• Set problem:
How many lines in the rows below contain the string "forest"? Case counts. Give only the number.

* BEGIN *

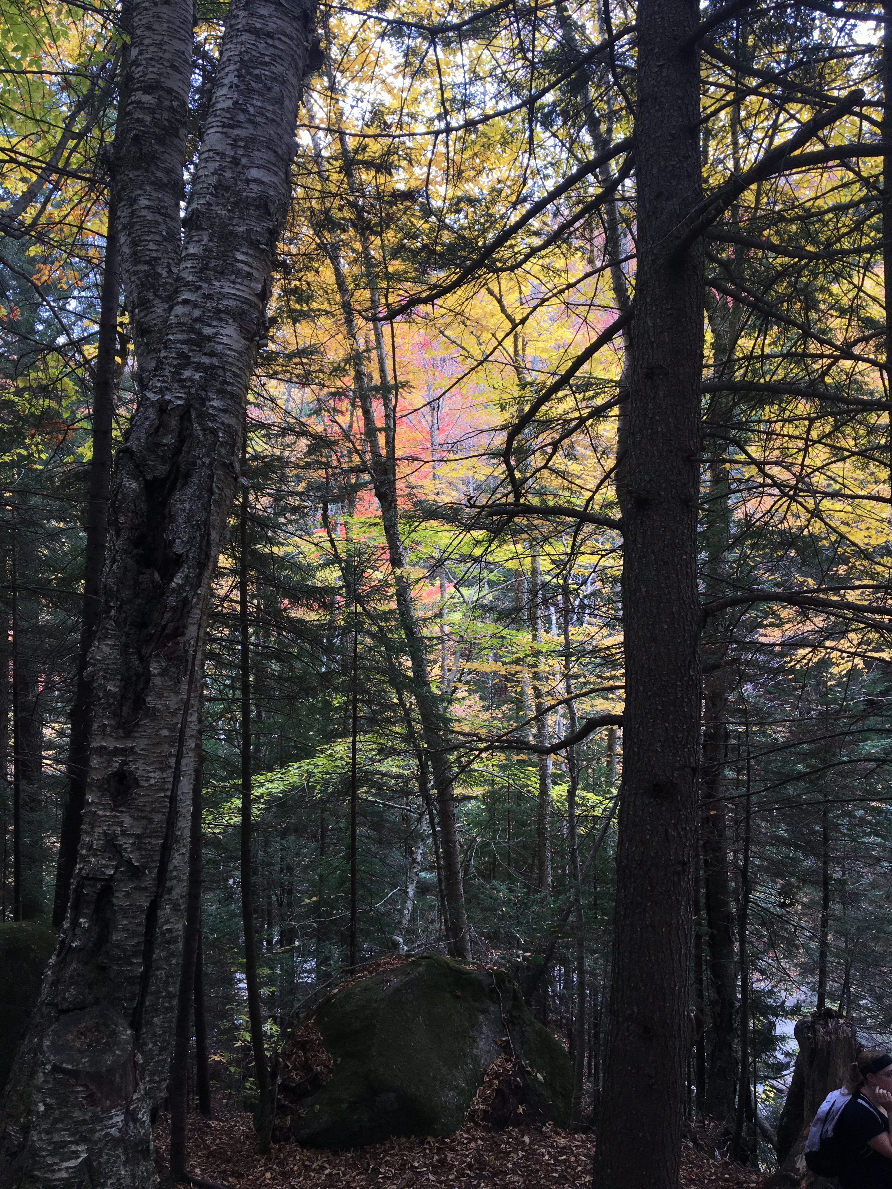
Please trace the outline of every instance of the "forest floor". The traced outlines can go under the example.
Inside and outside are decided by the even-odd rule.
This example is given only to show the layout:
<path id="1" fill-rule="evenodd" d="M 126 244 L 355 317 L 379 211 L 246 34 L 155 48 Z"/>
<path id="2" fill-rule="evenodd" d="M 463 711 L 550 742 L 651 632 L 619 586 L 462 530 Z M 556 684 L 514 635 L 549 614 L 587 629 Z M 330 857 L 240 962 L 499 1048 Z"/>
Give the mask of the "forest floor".
<path id="1" fill-rule="evenodd" d="M 478 1100 L 486 1096 L 484 1082 Z M 224 1107 L 225 1111 L 225 1107 Z M 475 1121 L 447 1139 L 398 1138 L 359 1151 L 326 1152 L 275 1144 L 257 1151 L 251 1116 L 189 1118 L 190 1172 L 230 1189 L 589 1189 L 593 1139 L 551 1125 L 496 1131 Z M 167 1120 L 158 1127 L 159 1168 Z M 711 1130 L 684 1140 L 681 1189 L 758 1189 L 765 1174 L 722 1159 Z"/>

* END *

• Task answer:
2